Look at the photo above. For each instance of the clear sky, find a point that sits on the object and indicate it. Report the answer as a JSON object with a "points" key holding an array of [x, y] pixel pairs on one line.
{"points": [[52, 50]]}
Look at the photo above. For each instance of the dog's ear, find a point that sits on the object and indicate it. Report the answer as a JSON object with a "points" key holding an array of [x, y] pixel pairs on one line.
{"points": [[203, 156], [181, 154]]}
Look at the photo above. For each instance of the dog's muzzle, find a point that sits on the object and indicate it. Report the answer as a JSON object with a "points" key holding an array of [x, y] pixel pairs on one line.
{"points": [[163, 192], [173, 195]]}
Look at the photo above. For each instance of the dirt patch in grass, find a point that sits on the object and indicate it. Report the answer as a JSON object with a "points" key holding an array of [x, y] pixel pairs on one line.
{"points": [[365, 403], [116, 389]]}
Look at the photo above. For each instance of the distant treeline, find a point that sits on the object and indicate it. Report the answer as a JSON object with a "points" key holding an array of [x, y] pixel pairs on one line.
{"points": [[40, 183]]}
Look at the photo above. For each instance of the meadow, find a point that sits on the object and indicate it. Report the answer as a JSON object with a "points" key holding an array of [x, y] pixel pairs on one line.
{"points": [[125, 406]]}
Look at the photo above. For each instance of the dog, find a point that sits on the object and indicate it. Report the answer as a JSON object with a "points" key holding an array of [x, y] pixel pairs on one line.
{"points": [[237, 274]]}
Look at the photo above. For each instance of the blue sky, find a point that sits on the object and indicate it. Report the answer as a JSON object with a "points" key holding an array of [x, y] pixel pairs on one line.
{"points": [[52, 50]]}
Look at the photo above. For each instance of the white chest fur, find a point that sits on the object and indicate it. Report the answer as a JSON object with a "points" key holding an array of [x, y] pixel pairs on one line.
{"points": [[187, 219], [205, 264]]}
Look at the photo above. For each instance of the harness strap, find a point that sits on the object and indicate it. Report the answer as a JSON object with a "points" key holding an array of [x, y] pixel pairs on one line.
* * *
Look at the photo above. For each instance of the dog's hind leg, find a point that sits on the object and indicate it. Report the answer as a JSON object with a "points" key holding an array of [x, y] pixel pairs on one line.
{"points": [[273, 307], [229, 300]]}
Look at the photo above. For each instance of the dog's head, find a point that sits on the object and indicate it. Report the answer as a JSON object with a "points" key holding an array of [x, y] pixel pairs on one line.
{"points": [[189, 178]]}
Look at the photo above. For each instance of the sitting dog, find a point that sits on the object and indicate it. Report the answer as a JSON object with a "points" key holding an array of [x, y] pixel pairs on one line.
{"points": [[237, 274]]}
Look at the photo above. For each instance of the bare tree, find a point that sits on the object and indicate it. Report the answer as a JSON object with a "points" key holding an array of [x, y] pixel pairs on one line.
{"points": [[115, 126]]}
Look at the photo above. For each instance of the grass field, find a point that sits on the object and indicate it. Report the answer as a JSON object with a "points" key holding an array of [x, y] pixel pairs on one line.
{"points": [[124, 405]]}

--- Try it ---
From the data above, reproduce word for word the lines running from the line with "the meadow, find" to the line with "Look at the photo above. For each instance of the harness", ends included.

--- Your response ---
Look at the photo above. For each instance of the meadow, find a point that sits on the object and indicate it. Report the answer as a JSON object with a "points" key holding an array of [x, y] pixel pairs on one line.
{"points": [[125, 406]]}
Look at the photo above. For each instance of the dog, find a point that sits on the object and indicate it. Report the answer as a JSON object with a "points" key holding an array of [x, y] pixel pairs on one line.
{"points": [[237, 274]]}
Look at the photo above. For each instance of the blue sky, find a point that sits on the object and indicate it. Report the answer as a JSON object with a "points" key holding an array of [x, y] pixel pairs on one line.
{"points": [[52, 50]]}
Look at the photo above. For each instance of the white chest fur, find a point that sits on the object and indicate it. Report the answer as a JSON object with a "points" key holding an array of [x, y] pixel pairs on one line.
{"points": [[187, 219], [205, 264]]}
Look at the photo above. For each instance of the harness strap, find a point that sits on the object and indicate it. Report the answer as a JSON object with a "points" key holding an array of [x, y] pixel pairs on one line.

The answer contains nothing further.